▶ [EXCERPTED PASSAGE]
We aim to provide support in NeMo Guardrails for a wide range of LLMs from different providers, with a focus on open models. However, due to the complexity of the tasks required for employing dialog rails and most of the predefined input and output rails (e.g. moderation or fact-checking), not all LLMs are capable enough to be used.
This document aims to provide a summary of the evaluation experiments we have employed to assess the performance of various LLMs for the different type of rails.
For more details about the evaluation of guardrails, including datasets and quantitative results, please read this document. The tools used for evaluation are described in the same file, for a summary of topics read this section from the user guide. Any new LLM available in Guardrails should be evaluated using at least this set of tools.
The following tables summarize the LLM support for the main features of NeMo Guardrails, focusing on the different rails available out of the box. If you want to use an LLM and you cannot see a prompt in the prompts folder, please also check the configuration defined in the LLM examples' configurations.

▶ [MATERIAL PROVIDED]
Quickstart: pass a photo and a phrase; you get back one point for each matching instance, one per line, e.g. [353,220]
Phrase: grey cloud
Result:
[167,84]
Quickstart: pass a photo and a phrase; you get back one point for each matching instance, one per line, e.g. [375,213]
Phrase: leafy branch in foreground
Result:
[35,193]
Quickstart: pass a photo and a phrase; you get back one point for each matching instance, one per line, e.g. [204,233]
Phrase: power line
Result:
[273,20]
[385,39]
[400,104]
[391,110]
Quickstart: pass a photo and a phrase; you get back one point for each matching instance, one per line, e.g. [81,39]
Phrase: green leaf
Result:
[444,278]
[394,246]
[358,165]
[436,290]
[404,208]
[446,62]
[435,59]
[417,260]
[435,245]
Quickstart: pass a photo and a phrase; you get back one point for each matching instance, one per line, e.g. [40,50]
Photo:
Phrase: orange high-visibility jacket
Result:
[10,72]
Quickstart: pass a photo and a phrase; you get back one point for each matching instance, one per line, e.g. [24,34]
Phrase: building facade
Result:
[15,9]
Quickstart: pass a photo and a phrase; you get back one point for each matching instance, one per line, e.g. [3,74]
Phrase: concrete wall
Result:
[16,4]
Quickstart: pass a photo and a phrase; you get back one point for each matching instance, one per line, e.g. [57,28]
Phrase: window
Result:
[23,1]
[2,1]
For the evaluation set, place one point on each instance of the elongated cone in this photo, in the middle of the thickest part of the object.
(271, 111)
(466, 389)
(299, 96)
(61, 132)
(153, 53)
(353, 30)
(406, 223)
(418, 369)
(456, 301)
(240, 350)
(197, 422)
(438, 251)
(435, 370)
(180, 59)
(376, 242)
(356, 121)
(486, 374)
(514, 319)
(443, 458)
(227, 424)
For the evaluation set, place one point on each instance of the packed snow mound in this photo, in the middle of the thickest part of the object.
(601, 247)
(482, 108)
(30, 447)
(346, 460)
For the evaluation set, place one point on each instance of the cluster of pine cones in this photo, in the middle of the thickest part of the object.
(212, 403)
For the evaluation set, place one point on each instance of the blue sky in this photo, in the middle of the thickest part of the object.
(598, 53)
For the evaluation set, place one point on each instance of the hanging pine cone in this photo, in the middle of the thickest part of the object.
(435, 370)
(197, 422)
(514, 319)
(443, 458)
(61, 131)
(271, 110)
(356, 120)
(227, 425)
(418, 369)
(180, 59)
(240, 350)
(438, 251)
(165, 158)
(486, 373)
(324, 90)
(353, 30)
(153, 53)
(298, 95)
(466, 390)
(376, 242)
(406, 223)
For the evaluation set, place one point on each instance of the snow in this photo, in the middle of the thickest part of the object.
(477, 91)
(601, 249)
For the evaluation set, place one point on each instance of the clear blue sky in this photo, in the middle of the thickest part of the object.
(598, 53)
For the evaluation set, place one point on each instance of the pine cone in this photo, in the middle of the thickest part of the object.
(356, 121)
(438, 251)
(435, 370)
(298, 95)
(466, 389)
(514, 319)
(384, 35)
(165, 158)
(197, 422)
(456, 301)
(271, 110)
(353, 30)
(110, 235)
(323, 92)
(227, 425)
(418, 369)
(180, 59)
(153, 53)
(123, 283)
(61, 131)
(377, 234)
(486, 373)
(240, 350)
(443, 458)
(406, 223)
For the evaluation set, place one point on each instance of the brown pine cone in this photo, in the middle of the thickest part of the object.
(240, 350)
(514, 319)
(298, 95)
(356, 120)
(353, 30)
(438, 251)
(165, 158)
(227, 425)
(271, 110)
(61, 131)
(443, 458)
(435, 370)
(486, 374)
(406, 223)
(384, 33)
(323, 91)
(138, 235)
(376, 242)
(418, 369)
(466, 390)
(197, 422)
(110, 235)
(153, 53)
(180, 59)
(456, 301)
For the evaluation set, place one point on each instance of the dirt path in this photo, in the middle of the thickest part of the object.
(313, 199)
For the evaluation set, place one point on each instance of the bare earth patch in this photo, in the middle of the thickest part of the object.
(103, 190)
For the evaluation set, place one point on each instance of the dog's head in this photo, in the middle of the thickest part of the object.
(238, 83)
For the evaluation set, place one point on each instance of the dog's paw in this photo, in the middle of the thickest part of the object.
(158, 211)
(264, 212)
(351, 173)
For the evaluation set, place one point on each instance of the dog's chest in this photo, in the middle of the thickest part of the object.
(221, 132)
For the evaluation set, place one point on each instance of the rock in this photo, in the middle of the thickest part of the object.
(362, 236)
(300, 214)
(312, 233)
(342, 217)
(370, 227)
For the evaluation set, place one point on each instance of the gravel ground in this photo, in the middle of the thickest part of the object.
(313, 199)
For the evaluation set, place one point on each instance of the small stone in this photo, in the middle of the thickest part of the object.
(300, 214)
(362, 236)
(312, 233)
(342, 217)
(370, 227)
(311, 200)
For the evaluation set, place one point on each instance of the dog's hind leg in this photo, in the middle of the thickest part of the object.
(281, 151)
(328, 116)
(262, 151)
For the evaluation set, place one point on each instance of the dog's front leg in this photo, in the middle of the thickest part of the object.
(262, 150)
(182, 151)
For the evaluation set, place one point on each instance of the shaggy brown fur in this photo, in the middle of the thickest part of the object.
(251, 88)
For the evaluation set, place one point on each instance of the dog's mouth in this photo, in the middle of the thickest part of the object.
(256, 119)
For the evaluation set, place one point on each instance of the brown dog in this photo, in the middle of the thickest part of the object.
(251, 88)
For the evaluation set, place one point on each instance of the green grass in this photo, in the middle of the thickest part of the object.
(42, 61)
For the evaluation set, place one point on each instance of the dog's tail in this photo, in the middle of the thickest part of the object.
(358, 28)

▶ [PROBLEMS TO WORK ON]
A: In the NeMo Guardrails passage, what kind of models does the support effort focus on?
B: Translate this sentence from the NeMo Guardrails passage into Spanish: "The following tables summarize the LLM support for the main features of NeMo Guardrails, focusing on the different rails available out of the box."
The listing has no role in the work here.

▶ [RESULTS BY TASK]
A: Open models.

B: Las siguientes tablas resumen el soporte de LLM para las principales funciones de NeMo Guardrails, centrándose en los diferentes rails disponibles listos para usar.